INPUT FOR THIS TASK:
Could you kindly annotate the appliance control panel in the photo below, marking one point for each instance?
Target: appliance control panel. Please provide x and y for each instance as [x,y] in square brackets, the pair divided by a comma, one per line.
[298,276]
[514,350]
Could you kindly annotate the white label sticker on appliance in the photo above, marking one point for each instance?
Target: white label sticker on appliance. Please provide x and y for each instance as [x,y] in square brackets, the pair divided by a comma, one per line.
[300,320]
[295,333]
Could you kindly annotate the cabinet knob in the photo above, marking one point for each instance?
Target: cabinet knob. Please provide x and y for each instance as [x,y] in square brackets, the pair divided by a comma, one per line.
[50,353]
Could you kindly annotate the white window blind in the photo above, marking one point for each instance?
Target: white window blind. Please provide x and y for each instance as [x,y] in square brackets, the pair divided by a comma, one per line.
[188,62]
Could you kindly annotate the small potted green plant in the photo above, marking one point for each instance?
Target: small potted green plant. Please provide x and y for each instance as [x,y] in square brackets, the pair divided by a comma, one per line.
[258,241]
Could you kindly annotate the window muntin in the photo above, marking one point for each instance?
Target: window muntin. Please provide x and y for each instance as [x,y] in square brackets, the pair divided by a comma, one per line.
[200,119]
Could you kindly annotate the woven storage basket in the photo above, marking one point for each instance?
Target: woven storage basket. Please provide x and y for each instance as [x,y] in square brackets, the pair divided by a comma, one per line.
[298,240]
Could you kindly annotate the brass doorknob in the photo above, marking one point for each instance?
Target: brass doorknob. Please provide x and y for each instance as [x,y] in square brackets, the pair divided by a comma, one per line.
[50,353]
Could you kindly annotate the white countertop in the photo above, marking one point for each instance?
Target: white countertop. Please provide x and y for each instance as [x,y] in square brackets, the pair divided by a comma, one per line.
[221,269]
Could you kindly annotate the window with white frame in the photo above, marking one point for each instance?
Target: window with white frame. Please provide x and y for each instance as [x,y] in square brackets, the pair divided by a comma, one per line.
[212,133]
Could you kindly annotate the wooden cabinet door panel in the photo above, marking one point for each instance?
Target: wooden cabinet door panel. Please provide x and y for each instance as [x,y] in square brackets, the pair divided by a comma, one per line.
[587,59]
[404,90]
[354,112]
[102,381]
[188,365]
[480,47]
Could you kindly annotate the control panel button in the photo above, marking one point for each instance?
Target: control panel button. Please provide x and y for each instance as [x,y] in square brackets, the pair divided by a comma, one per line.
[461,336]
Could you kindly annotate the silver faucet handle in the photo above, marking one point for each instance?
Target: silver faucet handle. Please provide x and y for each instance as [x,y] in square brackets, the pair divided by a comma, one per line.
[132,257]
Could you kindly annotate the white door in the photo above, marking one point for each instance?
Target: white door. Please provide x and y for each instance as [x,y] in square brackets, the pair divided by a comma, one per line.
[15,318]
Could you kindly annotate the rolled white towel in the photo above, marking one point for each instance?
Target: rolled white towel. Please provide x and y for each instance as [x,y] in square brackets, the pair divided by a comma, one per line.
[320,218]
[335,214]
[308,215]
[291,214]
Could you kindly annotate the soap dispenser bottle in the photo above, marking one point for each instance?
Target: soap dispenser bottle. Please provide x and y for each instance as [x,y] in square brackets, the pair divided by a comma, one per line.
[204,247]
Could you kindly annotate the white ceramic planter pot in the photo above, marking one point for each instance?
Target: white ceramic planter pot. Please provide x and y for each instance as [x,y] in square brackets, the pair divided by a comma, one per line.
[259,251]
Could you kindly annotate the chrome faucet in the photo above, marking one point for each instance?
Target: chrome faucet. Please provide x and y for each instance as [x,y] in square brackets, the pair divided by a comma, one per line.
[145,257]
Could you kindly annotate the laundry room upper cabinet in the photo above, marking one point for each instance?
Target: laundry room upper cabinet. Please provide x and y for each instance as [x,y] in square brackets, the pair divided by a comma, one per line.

WRITTEN EXERCISE: Copy out the material above in its entirety. Every detail must match.

FULL ANSWER:
Could you kindly annotate the appliance control panel in the photo below, marking one point for each instance?
Target: appliance control panel. Please provide x and y for each instance as [x,y] in square brackets, the pair divided by a comma, one per line.
[298,276]
[514,350]
Could you kindly annotate the white label sticker on appliance in the photo above, marking one point for each instance?
Target: white label sticker on appliance. Please provide x and y for each instance as [x,y] in square brackets, the pair divided by a comma, one per line.
[300,320]
[295,333]
Could you kindly annotate the cabinet knob in the photo above, marking one point for each instance?
Target: cabinet knob. Please provide x and y for each instance as [x,y] in square brackets, the pair divided by a comma, one per line.
[50,353]
Could you kindly annotate the white window blind in the photo above, marking one point for each instance?
Target: white window blind. Please provide x and y for each instance as [x,y] in square brackets, the pair divided by a comma, one per line.
[188,62]
Could you kindly annotate the small potted green plant in the photo above, marking one point for each instance?
Target: small potted green plant. Please provide x and y for each instance as [x,y] in square brackets, the pair divided by a comma, one per line.
[258,241]
Could you kindly annotate the window muntin in the photo above, marking one point for each instance?
Target: window muntin. Please provide x and y for each instance as [x,y] in square brackets, the pair divided by a comma, one per line.
[200,119]
Could you kindly annotate the woven storage basket in the photo above, marking one point for each instance?
Target: woven storage basket. Please provide x and y for each instance as [x,y] in square brackets, the pair divided by a comma, one per line.
[298,240]
Could you kindly annotate the brass doorknob in the photo above, marking one point for each instance?
Target: brass doorknob. Please provide x and y for each instance as [x,y] in square brackets, the pair divided by a comma, one per line.
[50,353]
Could you kindly annotate the white countertop in the photo above, marking one point for each instance?
Target: white countertop. Please provide x and y for each instance as [x,y] in square brackets, the pair divided by a comma, one per line.
[221,269]
Could you kindly annotate the window with white frame in the photo above, marking one point for each instance?
Target: window with white frame. Please provide x and y for each instance as [x,y] in square brackets, the pair divided by a comma, one per line.
[212,133]
Could you kindly annotate the wooden cabinet door panel in the photo above, marking one point for each instance?
Target: wooden cabinet door panel. Please provide x and y for each instance as [x,y] in square brackets, the pair divided by a comma, one per line.
[587,59]
[404,90]
[354,112]
[102,381]
[188,365]
[480,47]
Could you kindly annotate the control panel button in the photo above, marking one point for each instance?
Target: control panel button. Please provide x and y for each instance as [x,y] in square brackets, the pair divided by a comma, one per line.
[461,336]
Could you kindly annotate the silver faucet handle in the photo above, marking one point for each instance?
Target: silver faucet handle. Please provide x and y for each instance as [x,y] in square brackets, the pair divided by a comma, one per line.
[132,257]
Could you kindly annotate the white door in the photo above, marking one point for each instance?
Target: white door. Please provide x and y for each instance as [x,y] in square brackets, the pair divided by a comma, one per line.
[15,318]
Could you kindly annotate the rolled white towel in the photo above, marking one point for each instance?
Target: rolled white towel. Please provide x and y for each instance as [x,y] in square brackets, the pair divided by a comma, one per line.
[320,218]
[335,214]
[308,215]
[291,214]
Could you kindly annotate the soap dispenser bottle in the photo above, marking one point for each instance?
Target: soap dispenser bottle. Please provide x and y for each instance as [x,y] in square brackets, the pair divided by a comma, one per line.
[204,247]
Could you kindly annotate the white ceramic planter pot in the photo above, marking one point for each instance?
Target: white ceramic planter pot. Please provide x and y for each instance as [x,y] in square brackets, the pair divided by a comma, one per line.
[259,251]
Could you kindly annotate the chrome faucet in the photo above, marking one point for each instance?
Target: chrome faucet. Please provide x and y for each instance as [x,y] in square brackets, the pair divided by a comma, one per line.
[145,257]
Could you kindly annotate the laundry room upper cabinet in the photo above, marking one point for each instance?
Target: laundry room upper cabinet. Please provide x and y for each instance as [x,y] in square brackets, the pair divided by a comma, one per line.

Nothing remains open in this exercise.